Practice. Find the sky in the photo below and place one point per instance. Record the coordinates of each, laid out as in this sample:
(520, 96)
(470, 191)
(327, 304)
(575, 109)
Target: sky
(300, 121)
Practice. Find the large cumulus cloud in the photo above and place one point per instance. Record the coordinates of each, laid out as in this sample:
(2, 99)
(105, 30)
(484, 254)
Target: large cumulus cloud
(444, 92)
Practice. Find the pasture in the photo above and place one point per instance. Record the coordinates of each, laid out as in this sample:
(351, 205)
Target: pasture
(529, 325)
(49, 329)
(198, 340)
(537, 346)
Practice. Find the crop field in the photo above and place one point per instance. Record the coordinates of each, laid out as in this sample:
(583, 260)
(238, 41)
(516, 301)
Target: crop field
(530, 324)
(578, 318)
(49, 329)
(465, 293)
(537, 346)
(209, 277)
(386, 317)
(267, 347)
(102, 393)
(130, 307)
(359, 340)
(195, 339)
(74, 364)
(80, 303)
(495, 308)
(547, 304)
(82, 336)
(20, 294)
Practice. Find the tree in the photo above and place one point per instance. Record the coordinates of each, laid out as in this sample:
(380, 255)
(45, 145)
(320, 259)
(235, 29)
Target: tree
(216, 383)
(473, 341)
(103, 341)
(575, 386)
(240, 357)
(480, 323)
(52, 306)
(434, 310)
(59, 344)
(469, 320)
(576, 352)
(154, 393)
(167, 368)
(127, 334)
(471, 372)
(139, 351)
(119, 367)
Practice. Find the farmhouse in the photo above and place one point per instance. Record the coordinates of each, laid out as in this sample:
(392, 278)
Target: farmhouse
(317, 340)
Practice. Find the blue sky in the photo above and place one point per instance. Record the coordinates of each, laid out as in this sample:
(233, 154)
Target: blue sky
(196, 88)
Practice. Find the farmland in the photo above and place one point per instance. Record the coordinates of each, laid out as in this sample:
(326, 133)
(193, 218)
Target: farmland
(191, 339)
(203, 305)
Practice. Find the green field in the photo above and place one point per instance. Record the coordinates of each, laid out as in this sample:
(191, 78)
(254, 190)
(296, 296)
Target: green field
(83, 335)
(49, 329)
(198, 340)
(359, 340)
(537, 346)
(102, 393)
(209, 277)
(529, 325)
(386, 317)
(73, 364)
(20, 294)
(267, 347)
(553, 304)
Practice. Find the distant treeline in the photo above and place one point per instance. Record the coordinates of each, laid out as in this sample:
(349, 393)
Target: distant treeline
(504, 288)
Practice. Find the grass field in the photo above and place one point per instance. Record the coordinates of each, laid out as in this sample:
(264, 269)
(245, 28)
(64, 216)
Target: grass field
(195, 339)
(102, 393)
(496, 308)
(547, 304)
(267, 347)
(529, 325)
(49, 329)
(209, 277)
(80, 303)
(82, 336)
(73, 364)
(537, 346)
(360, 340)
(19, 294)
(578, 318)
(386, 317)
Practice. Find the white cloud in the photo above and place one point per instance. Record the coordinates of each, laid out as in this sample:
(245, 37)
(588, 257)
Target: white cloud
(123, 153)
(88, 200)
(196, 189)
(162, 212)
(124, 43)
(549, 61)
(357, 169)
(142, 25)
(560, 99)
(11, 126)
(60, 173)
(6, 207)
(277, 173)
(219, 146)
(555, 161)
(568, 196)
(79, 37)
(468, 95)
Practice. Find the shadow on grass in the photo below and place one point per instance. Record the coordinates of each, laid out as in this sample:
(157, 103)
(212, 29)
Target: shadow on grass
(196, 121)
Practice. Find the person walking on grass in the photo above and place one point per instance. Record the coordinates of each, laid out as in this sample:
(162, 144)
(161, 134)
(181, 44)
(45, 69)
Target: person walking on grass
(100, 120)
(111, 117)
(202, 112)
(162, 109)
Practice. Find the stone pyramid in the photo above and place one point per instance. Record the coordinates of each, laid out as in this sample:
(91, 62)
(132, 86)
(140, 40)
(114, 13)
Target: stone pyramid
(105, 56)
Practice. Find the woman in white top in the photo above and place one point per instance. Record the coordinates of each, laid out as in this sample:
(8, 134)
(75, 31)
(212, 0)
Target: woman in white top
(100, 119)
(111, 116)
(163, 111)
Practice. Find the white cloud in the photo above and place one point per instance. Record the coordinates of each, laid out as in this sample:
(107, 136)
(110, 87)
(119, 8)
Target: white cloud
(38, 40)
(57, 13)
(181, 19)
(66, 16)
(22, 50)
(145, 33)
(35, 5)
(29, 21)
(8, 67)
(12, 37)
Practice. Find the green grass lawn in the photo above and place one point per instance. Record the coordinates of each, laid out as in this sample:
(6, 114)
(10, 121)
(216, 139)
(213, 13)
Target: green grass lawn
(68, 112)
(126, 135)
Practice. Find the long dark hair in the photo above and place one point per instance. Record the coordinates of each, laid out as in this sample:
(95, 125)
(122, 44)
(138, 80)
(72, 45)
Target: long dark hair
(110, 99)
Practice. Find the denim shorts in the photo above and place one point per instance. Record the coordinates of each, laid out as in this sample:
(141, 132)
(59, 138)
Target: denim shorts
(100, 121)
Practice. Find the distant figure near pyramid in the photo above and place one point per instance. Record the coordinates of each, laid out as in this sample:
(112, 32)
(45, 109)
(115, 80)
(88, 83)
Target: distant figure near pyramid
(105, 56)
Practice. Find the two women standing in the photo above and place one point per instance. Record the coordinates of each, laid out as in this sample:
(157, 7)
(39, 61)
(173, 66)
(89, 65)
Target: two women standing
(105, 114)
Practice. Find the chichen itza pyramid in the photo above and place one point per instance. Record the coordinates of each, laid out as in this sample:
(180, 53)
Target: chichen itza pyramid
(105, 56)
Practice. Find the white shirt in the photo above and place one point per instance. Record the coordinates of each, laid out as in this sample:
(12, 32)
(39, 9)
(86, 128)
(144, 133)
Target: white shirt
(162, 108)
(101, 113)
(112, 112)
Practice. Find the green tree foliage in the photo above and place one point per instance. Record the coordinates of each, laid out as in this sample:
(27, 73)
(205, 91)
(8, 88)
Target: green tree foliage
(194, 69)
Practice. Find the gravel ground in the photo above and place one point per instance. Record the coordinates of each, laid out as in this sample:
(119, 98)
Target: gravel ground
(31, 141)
+ + + +
Looking at the records above, please work out how many lines contain "below" and state only that number.

◆ ANSWER BOX: 2